▸ Provided records
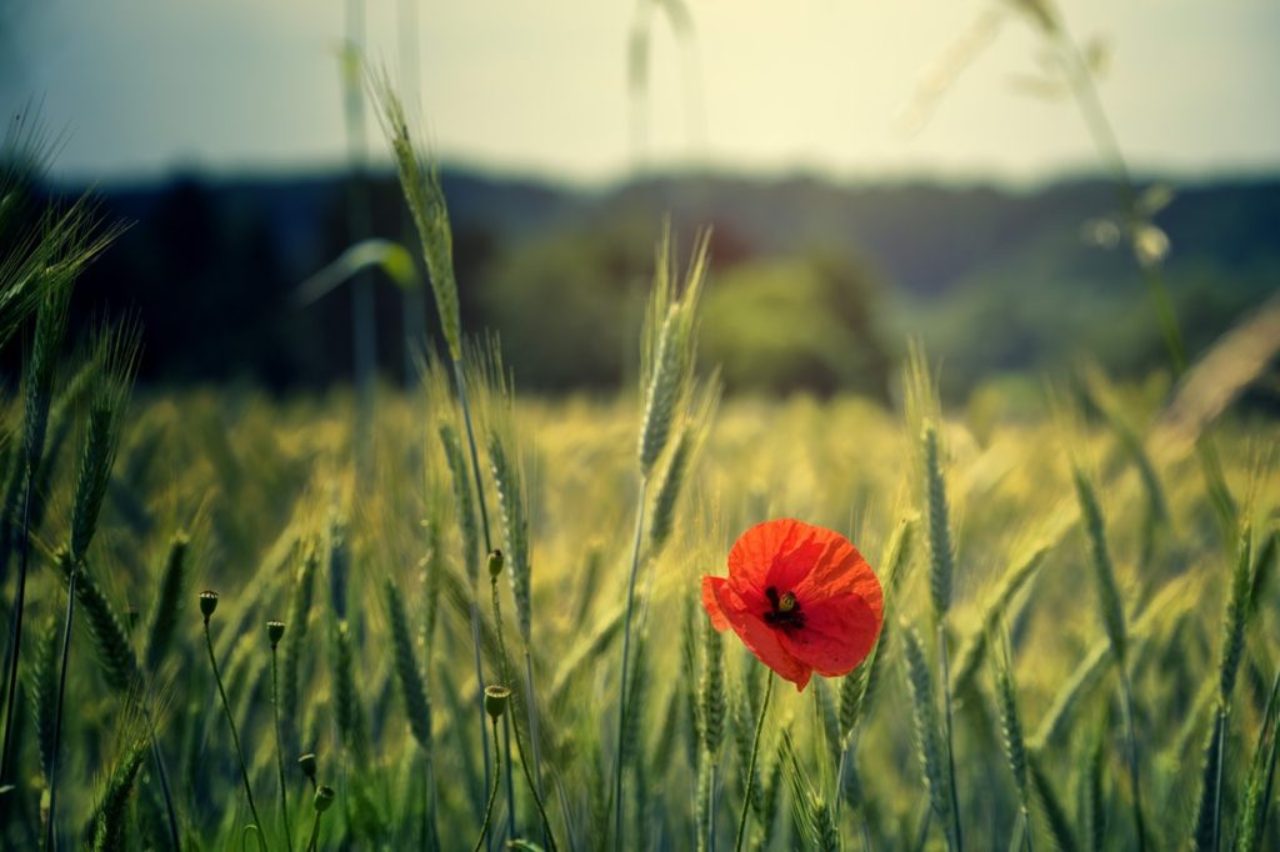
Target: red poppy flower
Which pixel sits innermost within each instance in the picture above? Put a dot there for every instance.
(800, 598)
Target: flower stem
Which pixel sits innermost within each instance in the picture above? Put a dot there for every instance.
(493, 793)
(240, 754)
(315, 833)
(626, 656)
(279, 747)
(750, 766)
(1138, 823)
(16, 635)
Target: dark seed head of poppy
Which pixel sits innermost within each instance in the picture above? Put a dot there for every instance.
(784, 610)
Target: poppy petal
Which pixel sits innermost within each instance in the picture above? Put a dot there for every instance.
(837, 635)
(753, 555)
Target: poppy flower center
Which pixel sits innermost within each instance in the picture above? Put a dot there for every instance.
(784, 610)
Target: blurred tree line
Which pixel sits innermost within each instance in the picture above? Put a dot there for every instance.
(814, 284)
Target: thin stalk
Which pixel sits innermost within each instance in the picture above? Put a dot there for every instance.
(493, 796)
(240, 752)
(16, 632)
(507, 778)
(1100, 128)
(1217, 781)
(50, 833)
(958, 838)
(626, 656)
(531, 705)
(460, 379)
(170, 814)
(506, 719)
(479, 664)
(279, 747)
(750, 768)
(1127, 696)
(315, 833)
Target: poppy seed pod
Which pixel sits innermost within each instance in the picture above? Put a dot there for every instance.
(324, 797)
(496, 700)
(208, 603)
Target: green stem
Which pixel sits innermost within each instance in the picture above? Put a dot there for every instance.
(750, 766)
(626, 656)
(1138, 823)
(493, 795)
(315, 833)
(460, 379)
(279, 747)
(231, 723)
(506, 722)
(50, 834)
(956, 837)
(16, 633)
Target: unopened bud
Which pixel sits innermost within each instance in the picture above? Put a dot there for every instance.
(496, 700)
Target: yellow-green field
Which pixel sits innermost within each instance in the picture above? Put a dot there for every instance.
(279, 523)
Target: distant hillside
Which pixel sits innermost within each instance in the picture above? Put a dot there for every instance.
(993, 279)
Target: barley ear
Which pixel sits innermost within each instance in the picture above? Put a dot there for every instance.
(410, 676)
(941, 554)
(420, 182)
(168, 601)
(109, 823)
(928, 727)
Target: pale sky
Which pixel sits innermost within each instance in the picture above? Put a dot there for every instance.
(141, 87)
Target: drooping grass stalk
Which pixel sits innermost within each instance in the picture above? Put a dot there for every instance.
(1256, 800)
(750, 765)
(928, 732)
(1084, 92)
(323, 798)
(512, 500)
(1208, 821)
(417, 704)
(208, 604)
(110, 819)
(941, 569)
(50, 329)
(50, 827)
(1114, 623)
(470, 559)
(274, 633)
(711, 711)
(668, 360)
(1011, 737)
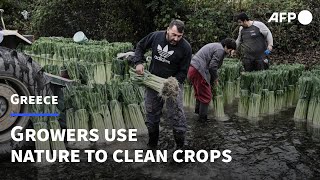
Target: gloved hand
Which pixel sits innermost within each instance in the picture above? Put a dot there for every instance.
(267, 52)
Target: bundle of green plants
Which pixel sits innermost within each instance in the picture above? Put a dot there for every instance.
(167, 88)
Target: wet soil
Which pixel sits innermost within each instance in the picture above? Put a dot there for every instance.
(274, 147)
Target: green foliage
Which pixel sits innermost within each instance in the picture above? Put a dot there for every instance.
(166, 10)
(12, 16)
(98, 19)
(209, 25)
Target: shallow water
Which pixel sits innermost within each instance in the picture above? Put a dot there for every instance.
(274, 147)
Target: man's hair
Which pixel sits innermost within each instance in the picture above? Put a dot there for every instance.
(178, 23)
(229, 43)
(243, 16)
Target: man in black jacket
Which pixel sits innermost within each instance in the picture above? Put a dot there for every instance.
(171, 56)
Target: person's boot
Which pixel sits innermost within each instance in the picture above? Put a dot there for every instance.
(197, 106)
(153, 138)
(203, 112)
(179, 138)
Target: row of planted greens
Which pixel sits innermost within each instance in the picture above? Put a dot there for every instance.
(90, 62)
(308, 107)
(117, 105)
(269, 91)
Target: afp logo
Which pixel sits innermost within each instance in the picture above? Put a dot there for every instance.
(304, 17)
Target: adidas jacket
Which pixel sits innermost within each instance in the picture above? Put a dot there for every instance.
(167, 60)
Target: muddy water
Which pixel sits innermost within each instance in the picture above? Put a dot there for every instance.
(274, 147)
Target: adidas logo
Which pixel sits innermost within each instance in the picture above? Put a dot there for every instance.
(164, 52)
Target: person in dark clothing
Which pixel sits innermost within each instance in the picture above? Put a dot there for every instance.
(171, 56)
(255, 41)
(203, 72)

▸ Description of the task
Copy all the lines above word for word, leaving out the pictures.

▸ The response
Target: red poppy flower
Which pixel sits innermost within each instance in the picture above? Put a dot there for every instance.
(800, 598)
Target: flower stem
Which pixel sits innermost within each instance in the picture above? Put a dot there for every instance.
(493, 793)
(240, 754)
(315, 833)
(626, 656)
(279, 747)
(750, 766)
(1138, 823)
(16, 635)
Target: dark seed head of poppy
Which pixel sits innermost within each instance in the picture above? Put a dot there for every instance.
(784, 610)
Target: poppy petal
Which pixel sits innermost within each instance in the picture above? Put a dot there for every instance.
(837, 635)
(753, 555)
Target: poppy flower center
Which pixel sits innermost within each instance in the picture above? Put a dot there for every instance.
(784, 610)
Target: blurred tree line
Which pixel sits innermost within each instance in the picture above? Put a dot there for every instance.
(814, 284)
Target: thin stalk
Which pixel sits innermost within each instance in the picture above? Put a dot there for every instance.
(493, 796)
(240, 752)
(16, 632)
(507, 778)
(1100, 128)
(1217, 781)
(50, 833)
(958, 838)
(626, 656)
(531, 705)
(460, 379)
(170, 814)
(506, 719)
(479, 664)
(279, 747)
(750, 768)
(1127, 696)
(315, 833)
Target: poppy seed pod
Which pixel sits innermost within each instance in the picture above? Put a dot there for every instance.
(324, 797)
(496, 700)
(208, 603)
Target: green stem
Which pixel sits innermost within each instance in the picture above? Put a dot there for every instance.
(750, 766)
(626, 656)
(1138, 823)
(493, 795)
(315, 833)
(460, 379)
(279, 747)
(231, 723)
(506, 722)
(50, 834)
(956, 837)
(16, 633)
Target: unopened bud
Which pixel sits innermost within each instance in the picture above? Put a dot there for every instance.
(496, 700)
Target: yellow-green field
Which pixel sits innermost within each instance in the picture above? Put a dot there for every instance.
(279, 523)
Target: distant hillside
Which pixel sits innermost within each instance in the picture above? Put a dot there for every instance.
(993, 279)
Target: barley ear
Which pixel sits innermost within each instance in the picture above? Put a dot there for every instance.
(410, 676)
(941, 554)
(420, 182)
(168, 601)
(109, 823)
(928, 727)
Target: pale sky
Which pixel sits innermost within each instance in the picture above? Put a dot there for every instance.
(141, 87)
Target: drooping grass stalk
Which pixel sits innermost within each instance in the picture above? Put a dot there for every instance.
(1256, 800)
(750, 765)
(928, 732)
(1084, 92)
(323, 798)
(512, 500)
(1208, 821)
(417, 704)
(208, 604)
(110, 819)
(941, 569)
(50, 329)
(50, 827)
(1114, 623)
(470, 559)
(274, 633)
(711, 711)
(668, 360)
(1011, 737)
Target: gloved hand
Which pixel sits innermost within each instance in the picture above? Put a dot there for every instance.
(267, 52)
Target: bundle of green plants
Which pixel sits innermost within each instance in the picture above? Put a dot there for every instance.
(167, 88)
Target: wet soil
Which pixel sits innermost within each instance in the picture above? Put a dot there for every instance.
(274, 147)
Target: green foliage
Which pixel sits innermost within each instance in the picture above? Put a dot there for every instance.
(166, 10)
(12, 16)
(98, 19)
(209, 25)
Target: shallow water
Which pixel sits innermost within each instance in the picture above? Put a dot there for every instance.
(274, 147)
Target: man's hair
Which pixel sits innermost within each instance in the picture above? Put a dot there for every instance.
(178, 23)
(229, 43)
(243, 16)
Target: man in black jacket
Which pixel sits innermost within each instance in the picture above? Put a dot there for every instance.
(171, 56)
Target: person's boot
Which pixel sits innermost within each instance in the picture above? Put a dot there for every instance.
(197, 106)
(153, 138)
(203, 112)
(179, 138)
Target: row of planted greens
Which pixel sits innermost within each instance in the picture above? Put a dot there for every instance.
(90, 62)
(308, 107)
(117, 105)
(269, 91)
Target: afp logo
Which pixel sits innermost within each instance in the picture above? Put a dot there for every instance.
(304, 17)
Target: adidas jacket
Which pixel sits innermost within each instance in the picture above? Put a dot there for every instance.
(167, 60)
Target: muddy water
Which pixel sits innermost within each instance in the picture above? Put a dot there for every instance.
(274, 147)
Target: adidas logo
Which pixel sits innermost within each instance in the picture above? Put a dot there for every instance.
(164, 52)
Target: person in dark clothing
Which pixel sits innermost within each instance in the picture above? Put a dot there for every instance.
(171, 56)
(255, 41)
(203, 72)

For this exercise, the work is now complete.